Have you considered a generic polynomial composition routine to propagate Taylor series? It could be used for g(f(x)) whenever the higher derivatives of g(z) with respect to z are available and fill in cases where specialized routines aren't available. I implemented a basic one that runs in O(K^3) time and tested it for lgamma and digamma:

def poly_mul(f, g):
  '''Multiply polynomials, truncating to larger degree'''
  f, g = (f, g) if len(f) >= len(g) else (g, f)  # ensure f has larger degree
  k = len(f)
  out = [jnp.zeros_like(f[0]) for i in range(k)]
  # naive convolution
  for i in range(k):
    g_lim = np.minimum(len(g), k-i)
    for j in range(g_lim):
      out[i+j] += f[i]*g[j]
  return out

def poly_compose(g, f):
  '''Polynomial composition via Horner's method (recursive)'''
  if not(g):
    return [jnp.zeros_like(f[0]) for term in f]
  res = poly_mul(f, poly_compose(g[1:], f))
  return [g[0] + res[0]] + res[1:]

def _series_to_taylor(f):
  # Add zero term and scale with factorials
  return [jnp.zeros_like(f[0])] + [term/fact(i+1) for i, term in enumerate(f)]

def _taylor_to_series(f):
  # Unscale and remove constant term
  return [term*fact(i+1) for i, term in enumerate(f[1:])]

def _compose_taylor(g, f):
  # g and f are sequences of derivatives
  # convert to Taylor polynomials and compose
  g = _series_to_taylor(g)
  f = _series_to_taylor(f)
  h = poly_compose(g, f)
  return(_taylor_to_series(h))

def _faa_di_bruno_rule(fun, local_deriv_fun, primals_in, series_in):
  x, = primals_in
  series, = series_in
  primals_out = fun(x)
  series_local = local_deriv_fun(x, len(series))
  series_out = _compose_taylor(series_local, series) if series else []
  return primals_out, series_out

_lgamma_local_derivs = lambda x, k: [jax.scipy.special.polygamma(n, x) for n in range(k)]
jet_rules[lax.lgamma_p] = partial(_faa_di_bruno_rule, lax.lgamma, _lgamma_local_derivs)

Data for this exercise -

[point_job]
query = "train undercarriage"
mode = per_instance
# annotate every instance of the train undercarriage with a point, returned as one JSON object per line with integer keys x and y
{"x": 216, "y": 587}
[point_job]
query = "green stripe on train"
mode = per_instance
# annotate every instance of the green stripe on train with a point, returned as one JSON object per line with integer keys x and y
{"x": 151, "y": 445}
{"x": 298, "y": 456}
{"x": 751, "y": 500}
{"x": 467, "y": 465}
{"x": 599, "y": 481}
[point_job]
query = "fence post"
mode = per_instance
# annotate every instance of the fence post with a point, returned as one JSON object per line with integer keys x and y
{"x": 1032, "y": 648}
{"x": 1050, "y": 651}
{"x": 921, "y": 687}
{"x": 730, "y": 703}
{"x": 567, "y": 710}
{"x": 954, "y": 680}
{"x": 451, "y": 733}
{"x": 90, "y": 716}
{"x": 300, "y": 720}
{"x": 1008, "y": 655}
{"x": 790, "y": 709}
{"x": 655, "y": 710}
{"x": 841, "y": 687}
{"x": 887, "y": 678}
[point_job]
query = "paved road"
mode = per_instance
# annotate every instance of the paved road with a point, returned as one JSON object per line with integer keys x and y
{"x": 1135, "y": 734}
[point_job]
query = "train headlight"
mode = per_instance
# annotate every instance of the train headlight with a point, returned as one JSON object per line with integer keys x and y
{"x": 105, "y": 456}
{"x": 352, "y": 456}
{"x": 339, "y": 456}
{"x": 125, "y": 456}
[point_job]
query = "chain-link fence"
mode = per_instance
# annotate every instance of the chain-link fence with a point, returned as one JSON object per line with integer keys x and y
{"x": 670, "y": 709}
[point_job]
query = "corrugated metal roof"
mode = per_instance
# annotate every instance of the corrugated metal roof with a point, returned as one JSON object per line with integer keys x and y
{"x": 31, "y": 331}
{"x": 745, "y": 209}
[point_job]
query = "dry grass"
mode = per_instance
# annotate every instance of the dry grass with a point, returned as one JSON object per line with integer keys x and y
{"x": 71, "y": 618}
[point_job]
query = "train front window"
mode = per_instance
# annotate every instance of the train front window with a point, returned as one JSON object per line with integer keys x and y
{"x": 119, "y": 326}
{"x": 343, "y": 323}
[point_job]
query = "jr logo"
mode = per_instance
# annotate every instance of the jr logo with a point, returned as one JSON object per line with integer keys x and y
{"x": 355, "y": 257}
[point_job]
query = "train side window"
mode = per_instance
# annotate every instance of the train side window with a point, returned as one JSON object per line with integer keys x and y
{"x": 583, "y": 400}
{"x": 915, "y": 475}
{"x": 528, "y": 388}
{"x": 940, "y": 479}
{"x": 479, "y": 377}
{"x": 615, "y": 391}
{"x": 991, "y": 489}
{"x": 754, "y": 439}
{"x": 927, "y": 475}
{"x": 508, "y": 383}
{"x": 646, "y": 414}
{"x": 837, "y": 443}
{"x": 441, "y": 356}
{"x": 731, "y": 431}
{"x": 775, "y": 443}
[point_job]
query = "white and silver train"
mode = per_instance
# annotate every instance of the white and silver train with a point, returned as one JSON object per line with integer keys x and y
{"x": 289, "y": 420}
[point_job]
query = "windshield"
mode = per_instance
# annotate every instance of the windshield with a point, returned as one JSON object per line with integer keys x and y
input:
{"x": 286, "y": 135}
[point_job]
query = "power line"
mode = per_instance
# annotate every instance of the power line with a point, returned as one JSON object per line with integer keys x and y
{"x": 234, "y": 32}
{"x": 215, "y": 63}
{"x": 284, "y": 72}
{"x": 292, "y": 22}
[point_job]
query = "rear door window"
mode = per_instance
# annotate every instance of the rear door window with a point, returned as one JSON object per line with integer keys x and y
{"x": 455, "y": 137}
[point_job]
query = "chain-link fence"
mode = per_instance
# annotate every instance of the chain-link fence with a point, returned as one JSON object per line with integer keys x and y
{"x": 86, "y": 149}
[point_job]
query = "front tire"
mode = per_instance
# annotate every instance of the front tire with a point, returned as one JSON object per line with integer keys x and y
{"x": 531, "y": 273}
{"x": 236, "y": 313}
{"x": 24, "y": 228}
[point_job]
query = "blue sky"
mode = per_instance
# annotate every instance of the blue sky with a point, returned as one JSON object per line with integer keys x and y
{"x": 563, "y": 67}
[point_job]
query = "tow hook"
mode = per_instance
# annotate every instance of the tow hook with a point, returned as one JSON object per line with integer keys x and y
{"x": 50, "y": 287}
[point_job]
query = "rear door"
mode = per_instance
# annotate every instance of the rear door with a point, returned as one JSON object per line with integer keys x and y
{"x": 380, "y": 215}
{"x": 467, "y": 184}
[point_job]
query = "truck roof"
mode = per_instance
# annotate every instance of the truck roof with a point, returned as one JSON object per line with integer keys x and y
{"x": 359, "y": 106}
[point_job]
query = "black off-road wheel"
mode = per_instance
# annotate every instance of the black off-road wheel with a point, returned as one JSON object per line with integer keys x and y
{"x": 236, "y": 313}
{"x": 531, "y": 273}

Prompt 1 - Condense the paragraph of the forum post beginning "Have you considered a generic polynomial composition routine" into a short bulleted list that keeps its main facts.
Prompt 2 - Select every line of the rows that contains the word "white", and copy each such line in full.

Worked solution 1 -
- Proposes a generic polynomial composition routine for propagating Taylor series.
- It would handle g(f(x)) whenever the higher derivatives of g(z) with respect to z are available.
- It would cover cases that lack specialized routines.
- A basic version has been implemented. It runs in O(K^3) time and was tested on lgamma and digamma.

Worked solution 2 -
query = "white and silver train"
# annotate every instance of the white and silver train with a point, returned as one JSON object per line with integer keys x and y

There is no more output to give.